» **PASSAGE GIVEN**:
-- Start --
There is a purity in the Imperial lineage that few, if any other car
'brands' can claim:  they were, year after year, simply the biggest and the
best that the company had to offer.  In modern times, companies offer a
variety of prestige versions of the different types of automobiles they
make, and so you can get both a big, a medium size and  a small Lexus or
whatever.  The given name is merely a brand that implies that what you have
is the most prestigious version of a vehicle type in their inventory.

Not so the Imperial.  In each year until it was discontinued in 1975 it was
always the biggest car you could get from the Chrysler Corporation.  There
was no such thing as a mid sized, or small, or SUV, or pick up Imperial.
These cars come from an era when prestige meant size.  It is noticeable that
these cars always had the biggest engine possible, as well.  If you wanted a
smaller engine you would have to get a regular Chrysler.

Of course, bigness in and of itself was not the only defining element of the
cars.  They always had the most and the newest luxury extras and they were
always the first to get them.  While today just about any car can have power
everything, when innovations such as cruise control were introduced, you may
be certain that it was the Imperial that had them first.
-- End --
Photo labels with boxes
-- Start --
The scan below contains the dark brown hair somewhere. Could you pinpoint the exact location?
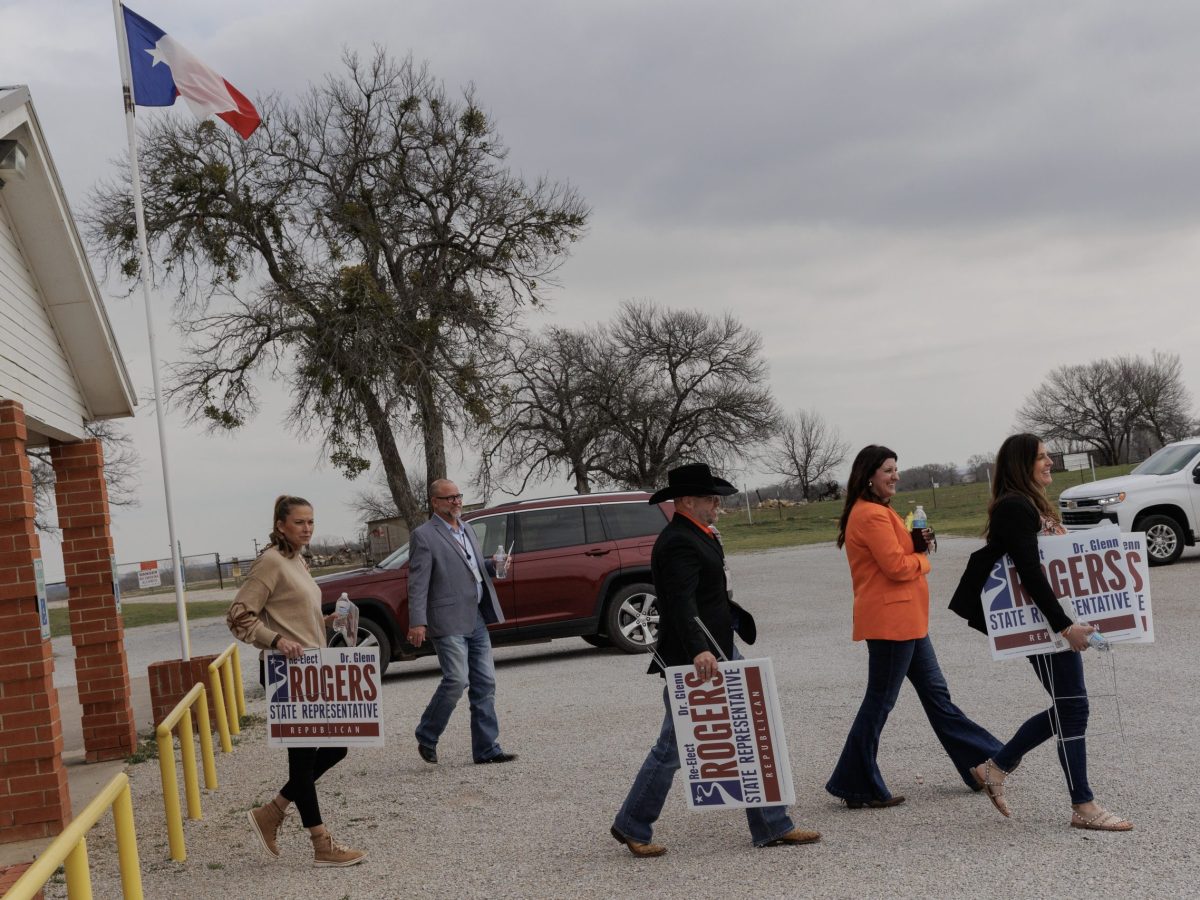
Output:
[838,444,900,548]
[263,493,312,559]
[983,432,1058,538]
-- End --
» **GIVEN REQUEST**:
Could you repeat the whole passage on the Imperial car line word for word?

» **OUTPUT OF THE EXERCISE**:
There is a purity in the Imperial lineage that few, if any other car
'brands' can claim:  they were, year after year, simply the biggest and the
best that the company had to offer.  In modern times, companies offer a
variety of prestige versions of the different types of automobiles they
make, and so you can get both a big, a medium size and  a small Lexus or
whatever.  The given name is merely a brand that implies that what you have
is the most prestigious version of a vehicle type in their inventory.

Not so the Imperial.  In each year until it was discontinued in 1975 it was
always the biggest car you could get from the Chrysler Corporation.  There
was no such thing as a mid sized, or small, or SUV, or pick up Imperial.
These cars come from an era when prestige meant size.  It is noticeable that
these cars always had the biggest engine possible, as well.  If you wanted a
smaller engine you would have to get a regular Chrysler.

Of course, bigness in and of itself was not the only defining element of the
cars.  They always had the most and the newest luxury extras and they were
always the first to get them.  While today just about any car can have power
everything, when innovations such as cruise control were introduced, you may
be certain that it was the Imperial that had them first.